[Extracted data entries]
------------------------
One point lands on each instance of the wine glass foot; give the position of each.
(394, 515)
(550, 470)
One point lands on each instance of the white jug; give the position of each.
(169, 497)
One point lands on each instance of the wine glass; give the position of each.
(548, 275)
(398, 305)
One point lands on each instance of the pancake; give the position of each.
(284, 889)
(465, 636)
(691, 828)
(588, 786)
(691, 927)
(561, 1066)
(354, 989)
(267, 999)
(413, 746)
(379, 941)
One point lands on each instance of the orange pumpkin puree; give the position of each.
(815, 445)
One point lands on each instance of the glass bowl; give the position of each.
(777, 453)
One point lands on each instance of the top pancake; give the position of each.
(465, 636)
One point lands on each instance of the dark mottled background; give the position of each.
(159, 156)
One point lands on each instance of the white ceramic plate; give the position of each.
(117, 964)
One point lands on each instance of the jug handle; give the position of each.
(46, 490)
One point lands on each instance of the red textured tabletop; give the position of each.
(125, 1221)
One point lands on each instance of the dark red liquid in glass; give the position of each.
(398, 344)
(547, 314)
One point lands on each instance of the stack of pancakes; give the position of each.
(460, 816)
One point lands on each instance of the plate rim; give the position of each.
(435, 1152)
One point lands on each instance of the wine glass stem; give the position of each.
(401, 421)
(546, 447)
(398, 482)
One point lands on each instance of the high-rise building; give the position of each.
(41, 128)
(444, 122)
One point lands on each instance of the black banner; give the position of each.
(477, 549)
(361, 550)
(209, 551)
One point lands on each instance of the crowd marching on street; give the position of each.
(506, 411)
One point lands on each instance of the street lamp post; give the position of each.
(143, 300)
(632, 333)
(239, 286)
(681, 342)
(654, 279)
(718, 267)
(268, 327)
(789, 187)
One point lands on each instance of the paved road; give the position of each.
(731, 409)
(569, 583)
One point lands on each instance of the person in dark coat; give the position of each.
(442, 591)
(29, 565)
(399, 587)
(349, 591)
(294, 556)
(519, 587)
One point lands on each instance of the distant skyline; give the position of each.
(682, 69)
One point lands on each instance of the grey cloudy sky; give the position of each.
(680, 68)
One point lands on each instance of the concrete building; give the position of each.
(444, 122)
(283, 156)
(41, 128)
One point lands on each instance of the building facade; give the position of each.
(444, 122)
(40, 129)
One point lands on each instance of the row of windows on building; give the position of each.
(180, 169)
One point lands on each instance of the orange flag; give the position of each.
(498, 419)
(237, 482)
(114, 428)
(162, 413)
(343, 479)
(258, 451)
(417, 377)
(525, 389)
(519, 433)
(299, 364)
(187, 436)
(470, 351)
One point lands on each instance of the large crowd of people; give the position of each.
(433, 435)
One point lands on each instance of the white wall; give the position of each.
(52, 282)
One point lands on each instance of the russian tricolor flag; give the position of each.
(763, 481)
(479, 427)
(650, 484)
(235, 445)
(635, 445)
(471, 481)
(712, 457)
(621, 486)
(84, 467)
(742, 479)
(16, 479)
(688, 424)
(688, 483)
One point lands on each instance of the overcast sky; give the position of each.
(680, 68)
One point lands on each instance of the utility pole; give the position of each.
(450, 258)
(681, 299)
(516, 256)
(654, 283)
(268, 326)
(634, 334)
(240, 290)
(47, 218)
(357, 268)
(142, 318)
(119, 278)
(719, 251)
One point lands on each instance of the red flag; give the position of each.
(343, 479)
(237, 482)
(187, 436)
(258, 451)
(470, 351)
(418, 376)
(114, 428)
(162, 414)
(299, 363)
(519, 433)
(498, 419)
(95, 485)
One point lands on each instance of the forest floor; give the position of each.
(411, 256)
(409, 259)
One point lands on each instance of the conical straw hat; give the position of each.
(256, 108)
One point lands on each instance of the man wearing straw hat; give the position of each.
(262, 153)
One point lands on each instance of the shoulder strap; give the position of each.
------------------------
» Written problem
Retype the listing above in full, with no alterations.

» Response for this exercise
One point lands on each instance of the wine glass foot; give the position of each.
(394, 515)
(550, 470)
One point lands on each instance of the white jug; give the position of each.
(169, 497)
One point lands on each instance of the wine glass; give the position of each.
(548, 275)
(398, 305)
One point lands on each instance of the pancake; give the position of each.
(284, 889)
(465, 636)
(691, 828)
(588, 786)
(691, 927)
(561, 1066)
(354, 989)
(267, 999)
(413, 746)
(379, 941)
One point lands on each instance of the orange pumpkin puree; give the position of each.
(815, 445)
One point lands on each instance of the glass bowl; give the position of each.
(777, 453)
One point lands on each instance of the top pancake; give the position of each.
(465, 636)
One point lands on each instance of the dark mottled background; give the position of each.
(159, 156)
One point lands on each instance of the white ceramic plate; give the position of each.
(117, 964)
One point lands on each instance of the jug handle; give the position of each.
(46, 490)
One point lands on each instance of the red textured tabletop; give the position of each.
(125, 1221)
One point lands on each instance of the dark red liquid in glass; give the position of each.
(398, 344)
(547, 314)
One point lands on each instance of the stack of pancakes; give the position of each.
(460, 816)
One point lands on each instance of the plate rim; give the position of each.
(435, 1152)
One point lands on each instance of the wine glass stem; give the position of each.
(401, 421)
(546, 447)
(398, 482)
One point lands on each instance of the high-rise building; give the position of each.
(41, 128)
(444, 122)
One point lands on each instance of the black banner; give the position of each.
(477, 549)
(361, 550)
(209, 551)
One point lands on each instance of the crowd marching on street; give the position of each.
(506, 411)
One point lands on each instance of the street lamp post; give the position of each.
(143, 300)
(632, 333)
(239, 286)
(681, 342)
(654, 279)
(718, 267)
(268, 327)
(789, 187)
One point lands on each instance of the paved road; give the position of each.
(731, 409)
(569, 583)
One point lands on each instance of the person in dark coat; give the position of each.
(442, 591)
(29, 565)
(399, 587)
(349, 591)
(294, 556)
(519, 587)
One point lands on each instance of the distant skyline; give the position of each.
(682, 69)
One point lands on each instance of the grey cloudy sky; give the position of each.
(680, 68)
One point lands on each instance of the concrete building; give the position of each.
(444, 122)
(283, 156)
(41, 128)
One point lands on each instance of the building facade; give the position of each.
(444, 122)
(40, 129)
One point lands on each instance of the row of windows on building; give the position of each.
(180, 169)
One point lands on each instance of the orange flag; give the position of each.
(498, 419)
(237, 482)
(114, 428)
(162, 413)
(343, 479)
(258, 451)
(417, 377)
(525, 389)
(519, 433)
(299, 364)
(187, 436)
(470, 351)
One point lands on each instance of the large crowd of people; give the position of each.
(433, 435)
One point lands on each instance of the white wall; give the position of each.
(52, 282)
One point lands on each instance of the russian tricolor flag; give the position of each.
(763, 481)
(479, 427)
(650, 484)
(235, 445)
(635, 445)
(471, 481)
(712, 457)
(621, 486)
(84, 467)
(742, 479)
(16, 479)
(688, 424)
(688, 483)
One point lands on each instance of the overcast sky; give the position of each.
(680, 68)
One point lands on each instance of the utility pole; give the position of each.
(450, 258)
(681, 299)
(516, 256)
(654, 283)
(268, 326)
(634, 334)
(240, 290)
(47, 218)
(357, 268)
(142, 318)
(119, 278)
(719, 251)
One point lands on each instance of the red flag; give the position of each.
(343, 479)
(237, 482)
(187, 436)
(258, 451)
(470, 351)
(418, 376)
(114, 428)
(162, 414)
(299, 363)
(519, 433)
(498, 419)
(95, 485)
One point lands on each instance of the forest floor; give the position of each.
(411, 256)
(409, 259)
One point lands on each instance of the conical straw hat; give the position of each.
(256, 108)
One point lands on each instance of the man wearing straw hat; give the position of each.
(262, 153)
One point lands on each instance of the shoulder strap; give the position of each.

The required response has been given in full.